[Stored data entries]
================================

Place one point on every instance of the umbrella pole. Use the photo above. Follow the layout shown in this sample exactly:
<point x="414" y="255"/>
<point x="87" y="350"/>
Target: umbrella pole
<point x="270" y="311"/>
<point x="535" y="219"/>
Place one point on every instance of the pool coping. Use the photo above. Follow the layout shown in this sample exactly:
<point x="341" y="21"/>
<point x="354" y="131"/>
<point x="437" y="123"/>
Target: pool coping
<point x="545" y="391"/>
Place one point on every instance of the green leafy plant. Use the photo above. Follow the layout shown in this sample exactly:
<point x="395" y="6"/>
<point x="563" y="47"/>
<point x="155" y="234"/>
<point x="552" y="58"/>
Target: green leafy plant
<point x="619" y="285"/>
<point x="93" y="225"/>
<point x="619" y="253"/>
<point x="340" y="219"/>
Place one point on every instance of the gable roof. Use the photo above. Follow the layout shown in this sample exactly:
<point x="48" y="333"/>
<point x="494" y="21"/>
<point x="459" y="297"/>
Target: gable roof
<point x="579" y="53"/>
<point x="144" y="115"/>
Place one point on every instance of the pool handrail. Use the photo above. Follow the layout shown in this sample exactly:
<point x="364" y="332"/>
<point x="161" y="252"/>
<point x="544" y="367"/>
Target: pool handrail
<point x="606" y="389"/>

================================

Please scale the items, starting at the line containing "Place one point on every instance of the pool handrail." and continuing through the end of the items, and give those lines again with the requests included. Multiply each point coordinate in the answers by 0.2 and round to whole numbers, halves up, but leave the coordinates in the requests and their format samples unchanged.

● Result of this exercise:
Place one point on every instance of the pool handrail. Use the photo above. Follow the layout shown in this sample exactly:
<point x="364" y="332"/>
<point x="161" y="252"/>
<point x="544" y="367"/>
Target: pool handrail
<point x="121" y="78"/>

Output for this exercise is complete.